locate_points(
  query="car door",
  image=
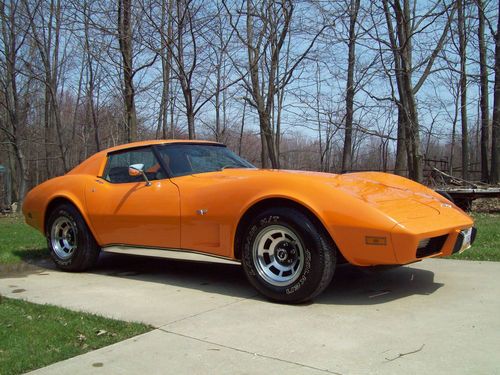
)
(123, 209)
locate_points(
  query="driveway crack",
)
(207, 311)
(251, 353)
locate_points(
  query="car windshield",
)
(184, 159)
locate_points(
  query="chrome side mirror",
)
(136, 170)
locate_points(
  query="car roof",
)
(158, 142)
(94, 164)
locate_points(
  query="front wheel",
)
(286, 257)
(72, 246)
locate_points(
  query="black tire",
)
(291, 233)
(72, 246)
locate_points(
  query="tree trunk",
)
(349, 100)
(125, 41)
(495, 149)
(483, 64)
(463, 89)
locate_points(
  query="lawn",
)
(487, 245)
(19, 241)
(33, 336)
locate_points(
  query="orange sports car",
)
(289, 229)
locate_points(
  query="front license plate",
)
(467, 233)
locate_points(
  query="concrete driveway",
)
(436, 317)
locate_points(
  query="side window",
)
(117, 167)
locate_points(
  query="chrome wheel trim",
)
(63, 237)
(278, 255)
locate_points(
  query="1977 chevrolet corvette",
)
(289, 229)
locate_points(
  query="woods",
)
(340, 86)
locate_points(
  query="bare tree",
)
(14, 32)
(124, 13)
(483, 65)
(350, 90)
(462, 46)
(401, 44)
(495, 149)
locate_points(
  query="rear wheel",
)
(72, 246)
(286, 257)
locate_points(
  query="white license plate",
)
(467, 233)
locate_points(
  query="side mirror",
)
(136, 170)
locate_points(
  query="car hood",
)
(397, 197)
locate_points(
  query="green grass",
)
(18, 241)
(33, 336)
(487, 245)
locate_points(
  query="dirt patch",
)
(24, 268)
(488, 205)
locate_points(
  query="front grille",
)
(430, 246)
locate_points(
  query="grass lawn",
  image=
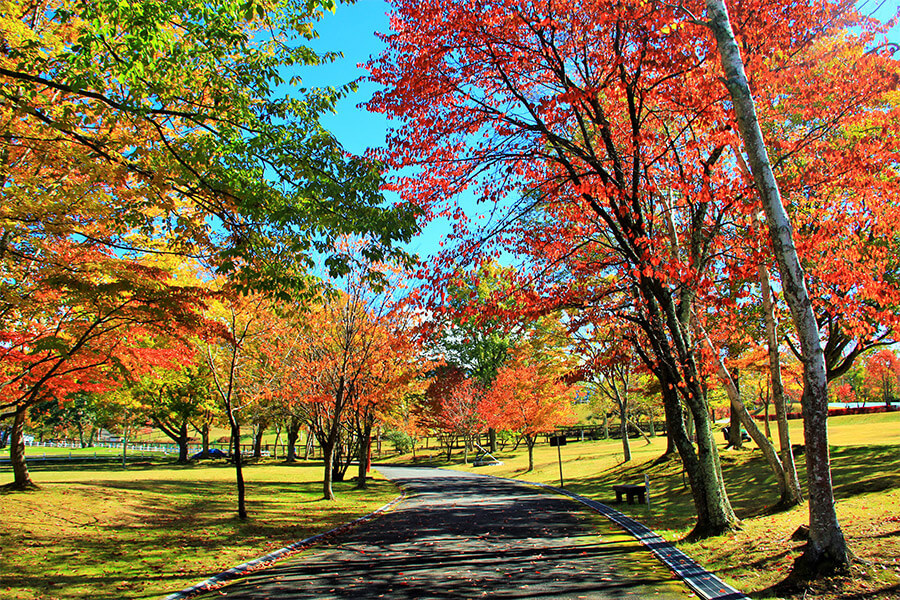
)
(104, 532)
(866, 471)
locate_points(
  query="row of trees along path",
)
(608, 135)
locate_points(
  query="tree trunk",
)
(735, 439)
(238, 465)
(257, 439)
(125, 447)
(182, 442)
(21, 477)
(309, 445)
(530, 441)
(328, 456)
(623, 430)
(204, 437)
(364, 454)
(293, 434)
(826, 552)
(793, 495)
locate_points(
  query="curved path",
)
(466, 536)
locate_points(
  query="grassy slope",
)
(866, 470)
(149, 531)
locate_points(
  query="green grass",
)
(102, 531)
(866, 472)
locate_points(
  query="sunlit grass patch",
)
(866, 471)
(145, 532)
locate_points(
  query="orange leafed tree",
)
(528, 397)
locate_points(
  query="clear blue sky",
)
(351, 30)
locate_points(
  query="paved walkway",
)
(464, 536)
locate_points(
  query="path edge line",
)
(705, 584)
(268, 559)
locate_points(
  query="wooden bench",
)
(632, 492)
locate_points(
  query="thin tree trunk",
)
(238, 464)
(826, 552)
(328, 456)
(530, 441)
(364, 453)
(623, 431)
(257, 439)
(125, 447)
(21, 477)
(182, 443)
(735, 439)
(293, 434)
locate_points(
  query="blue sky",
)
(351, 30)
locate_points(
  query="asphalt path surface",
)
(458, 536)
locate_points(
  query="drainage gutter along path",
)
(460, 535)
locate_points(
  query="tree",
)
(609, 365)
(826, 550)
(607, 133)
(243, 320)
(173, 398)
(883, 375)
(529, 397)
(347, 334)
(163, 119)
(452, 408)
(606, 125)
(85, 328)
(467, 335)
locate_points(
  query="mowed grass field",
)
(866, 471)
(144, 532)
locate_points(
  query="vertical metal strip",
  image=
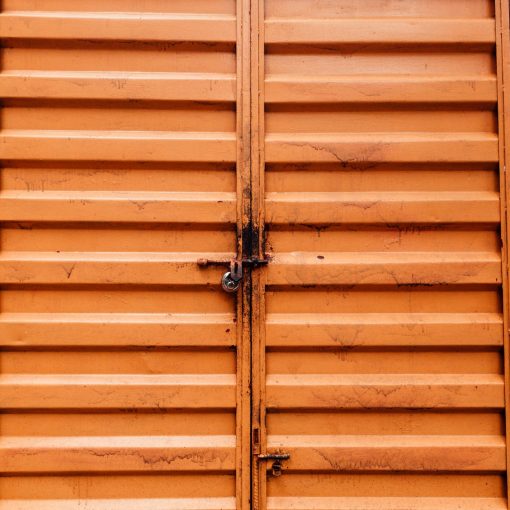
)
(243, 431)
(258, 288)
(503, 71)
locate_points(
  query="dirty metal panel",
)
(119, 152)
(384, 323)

============================================================

• WHAT IS BEING ASKED:
Which lines of the material above contain the string "side"? Pull out each of them.

• COMPLETE OUTPUT:
  query="chrome side mirror",
  query="side window",
  query="side mirror",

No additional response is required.